> Texto del documento:
====

Me llené de polvo, me pinché un poquito, pero libré completamente del percance.
La gente se fue acumulando y nos recomendaron salir de allí para liberar el
tapón, así que no me dio tiempo a comprobar quién estuvo implicado, aunque en
los sucesivos reagrupamientos posteriores empecé a sospechar que se trataba de
mis conocidos de Pamplona.
Alrededor del kilómetro 60, en
los dos últimos tramos, el cansancio muscular empezaba a acumularse y a hacer
mella en mis aductores y la parte alta y trasera de un muslo. Pero enseguida
alcanzamos el punto de parada intermedio en el que íbamos a comer. Allí nos
quitamos los patines con alivio y nos sentamos junto a otro lago, a la sombra,
a comer estupendamente. Los refrigerios a lo largo de todo el fin de semana son
muchos y generosos, uno tiene la sensación de que no para de comer y de que va
a regresar a casa con más peso del que traía, a pesar del esfuerzo de la
kilometrada. Aquí tocaba plato y cubiertos, sabrosas ensaladas de pasta,
fiambres, postre y café. ¡Lo necesario para reponerse!. Durante el descanso
procuré rehacerme estando tranquilo, abrigado y a la sombra. Saludé a mis
amigos y pude ver sus heridas de guerra, las cuales eran más o menos aparatosas
según los casos, pero afortunadamente sin gravedad y sin que les impidieran
volverse a integrar a la travesía, cosa por la que entonces me alegré, y ahora,
a toro pasado, aún me alegro mucho más, especialmente teniendo en cuenta que
dos de ellos eran debutantes en el reto como yo. Hablando de caídas, señalar
que estaba habiendo bastantes, según comentaban, muchas más de las habituales. Hasta
el momento, lo peor era una rotura de un pié, aunque por lo general muchos
golpes y abrasiones en la cara de la gente.
Momento y detalle durante la comida.

====

> Datos proporcionados:

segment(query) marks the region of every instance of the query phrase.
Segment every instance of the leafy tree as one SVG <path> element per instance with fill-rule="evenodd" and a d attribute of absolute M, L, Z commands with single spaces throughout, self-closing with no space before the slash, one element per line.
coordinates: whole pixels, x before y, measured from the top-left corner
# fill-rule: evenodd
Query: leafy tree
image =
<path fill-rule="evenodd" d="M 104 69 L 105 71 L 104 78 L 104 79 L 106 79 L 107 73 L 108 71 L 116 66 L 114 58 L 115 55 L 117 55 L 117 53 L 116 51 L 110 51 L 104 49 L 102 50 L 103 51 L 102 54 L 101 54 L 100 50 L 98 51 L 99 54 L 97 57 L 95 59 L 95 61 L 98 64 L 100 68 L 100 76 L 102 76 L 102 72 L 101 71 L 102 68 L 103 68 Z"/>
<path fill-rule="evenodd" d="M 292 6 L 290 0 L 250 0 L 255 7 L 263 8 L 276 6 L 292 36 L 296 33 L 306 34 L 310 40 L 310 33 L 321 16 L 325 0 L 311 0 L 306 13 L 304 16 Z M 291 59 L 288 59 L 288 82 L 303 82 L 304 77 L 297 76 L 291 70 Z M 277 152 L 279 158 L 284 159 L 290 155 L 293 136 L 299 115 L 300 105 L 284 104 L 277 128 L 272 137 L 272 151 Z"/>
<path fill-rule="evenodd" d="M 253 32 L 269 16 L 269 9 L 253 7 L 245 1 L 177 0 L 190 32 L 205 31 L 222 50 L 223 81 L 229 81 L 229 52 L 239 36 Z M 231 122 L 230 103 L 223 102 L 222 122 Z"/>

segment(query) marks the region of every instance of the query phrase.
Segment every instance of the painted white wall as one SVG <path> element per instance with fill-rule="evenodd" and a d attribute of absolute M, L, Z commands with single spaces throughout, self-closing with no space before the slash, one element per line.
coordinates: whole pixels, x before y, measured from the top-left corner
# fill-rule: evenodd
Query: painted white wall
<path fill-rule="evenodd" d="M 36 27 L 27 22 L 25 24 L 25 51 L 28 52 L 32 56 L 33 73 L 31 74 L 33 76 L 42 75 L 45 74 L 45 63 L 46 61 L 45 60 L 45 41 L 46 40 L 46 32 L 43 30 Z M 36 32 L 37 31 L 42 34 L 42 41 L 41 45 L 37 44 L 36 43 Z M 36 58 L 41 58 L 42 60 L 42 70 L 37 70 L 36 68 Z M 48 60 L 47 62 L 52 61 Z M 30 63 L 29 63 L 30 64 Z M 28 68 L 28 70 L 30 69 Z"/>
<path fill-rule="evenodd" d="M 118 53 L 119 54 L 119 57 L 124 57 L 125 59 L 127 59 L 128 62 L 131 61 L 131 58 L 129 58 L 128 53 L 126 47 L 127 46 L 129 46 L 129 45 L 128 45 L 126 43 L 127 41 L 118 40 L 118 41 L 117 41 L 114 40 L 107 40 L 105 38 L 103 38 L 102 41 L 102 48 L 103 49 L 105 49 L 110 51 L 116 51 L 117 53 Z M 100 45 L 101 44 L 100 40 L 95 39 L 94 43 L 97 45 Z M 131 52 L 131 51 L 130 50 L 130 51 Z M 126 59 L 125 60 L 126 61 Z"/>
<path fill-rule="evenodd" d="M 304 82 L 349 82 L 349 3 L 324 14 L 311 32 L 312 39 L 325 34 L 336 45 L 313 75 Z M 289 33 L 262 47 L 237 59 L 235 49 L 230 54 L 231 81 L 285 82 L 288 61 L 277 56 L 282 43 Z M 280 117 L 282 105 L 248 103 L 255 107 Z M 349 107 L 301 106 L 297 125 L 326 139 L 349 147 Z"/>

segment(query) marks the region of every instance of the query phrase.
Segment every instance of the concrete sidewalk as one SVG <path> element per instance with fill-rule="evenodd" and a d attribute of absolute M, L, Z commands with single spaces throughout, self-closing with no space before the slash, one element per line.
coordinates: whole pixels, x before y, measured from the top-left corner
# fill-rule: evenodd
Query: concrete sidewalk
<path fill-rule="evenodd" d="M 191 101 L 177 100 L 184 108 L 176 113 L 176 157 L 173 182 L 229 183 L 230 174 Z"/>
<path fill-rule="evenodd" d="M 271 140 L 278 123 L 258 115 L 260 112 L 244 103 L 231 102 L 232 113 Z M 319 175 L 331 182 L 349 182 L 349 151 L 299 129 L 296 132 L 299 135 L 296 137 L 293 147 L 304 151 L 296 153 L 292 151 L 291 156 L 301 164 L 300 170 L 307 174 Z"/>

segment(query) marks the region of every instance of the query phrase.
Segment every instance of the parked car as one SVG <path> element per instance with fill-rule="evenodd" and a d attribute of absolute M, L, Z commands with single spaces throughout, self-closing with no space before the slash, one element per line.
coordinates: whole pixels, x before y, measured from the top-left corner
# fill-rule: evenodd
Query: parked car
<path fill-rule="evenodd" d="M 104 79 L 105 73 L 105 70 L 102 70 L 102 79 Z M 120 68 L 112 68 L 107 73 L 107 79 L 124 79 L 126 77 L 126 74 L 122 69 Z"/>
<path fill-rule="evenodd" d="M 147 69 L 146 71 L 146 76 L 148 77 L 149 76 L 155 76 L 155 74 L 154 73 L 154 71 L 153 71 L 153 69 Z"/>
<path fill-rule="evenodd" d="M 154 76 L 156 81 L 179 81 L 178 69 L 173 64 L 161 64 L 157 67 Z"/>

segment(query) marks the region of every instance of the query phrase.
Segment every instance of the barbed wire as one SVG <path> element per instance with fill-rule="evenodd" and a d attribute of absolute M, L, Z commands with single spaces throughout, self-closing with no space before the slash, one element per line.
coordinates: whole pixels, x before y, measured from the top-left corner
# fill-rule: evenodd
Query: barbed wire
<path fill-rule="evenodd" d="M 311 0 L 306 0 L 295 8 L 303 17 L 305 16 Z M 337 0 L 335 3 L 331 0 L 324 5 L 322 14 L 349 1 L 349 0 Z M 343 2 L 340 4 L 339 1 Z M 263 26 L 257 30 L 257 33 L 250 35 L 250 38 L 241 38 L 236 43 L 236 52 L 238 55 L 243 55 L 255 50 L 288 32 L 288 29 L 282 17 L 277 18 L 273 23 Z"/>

====

> Qué se pide:
[1] En el relato de la travesía en patines, ¿cuál era la lesión más grave causada por las caídas hasta ese momento?
[2] Escribe un párrafo que continúe el relato de la travesía en patines desde su última frase.

> Respuestas por tarea:
[1] Una rotura de un pie.

[2]
Para aquella hora del día el
ambiente era ya definitivamente soleado y cada vez más caluroso, avisando de
que dicha tendencia iría a más a lo largo del resto de la jornada y del
domingo. Personalmente iba algo preocupado por mi resistencia, así que me
mantuve en los sectores traseros, adelantando cuando veía que algún grupo se
atascaba en los repechos, pero luego sin forzarme en absoluto por coger estelas
delanteras. Si éstas venían y se ponían a tiro bien, pero nada de forzar mi
ritmo por empeñarme en seguir a otros. Con dicha estrategia el resto del día me
permitió patinar junto a gente de lo más diversa y hacerme una buena y
enriquecida idea del grupo en general. Hubo tramos en los que incluso rodé en
solitario en tierra de nadie, pero siempre coincidieron con tramos de entorno
natural, boscoso o dunar, verdaderamente bonito e intrincado, lo cual hacía
precisamente mejor el rodar de forma individual, aunque con patinadores a la vista, tanto por delante como por
detrás. El cansancio iba haciéndome mella, de eso no cabía la menor duda, pero
veía a mi alrededor que aquello era un fenómeno común, lo cual era
tranquilizador. Así mismo empecé a “interesarme” por la “chuleta” plastificada
con los datos del recorrido y las paradas, con la que resultaba relativamente
fácil hacerse una idea aproximada de la ubicación en cada parada. Mi refuerzo
mental consistiría en ir restando tramos entre reagrupamientos, en vez de
calcular kilometrajes pendientes. Y la verdad es que así me fue bien la
dosificación psicológica. Tengo que reconocer que pasé un par de tramos con
verdadera necesidad de agua. Me sentía seco y no llevaba nada conmigo.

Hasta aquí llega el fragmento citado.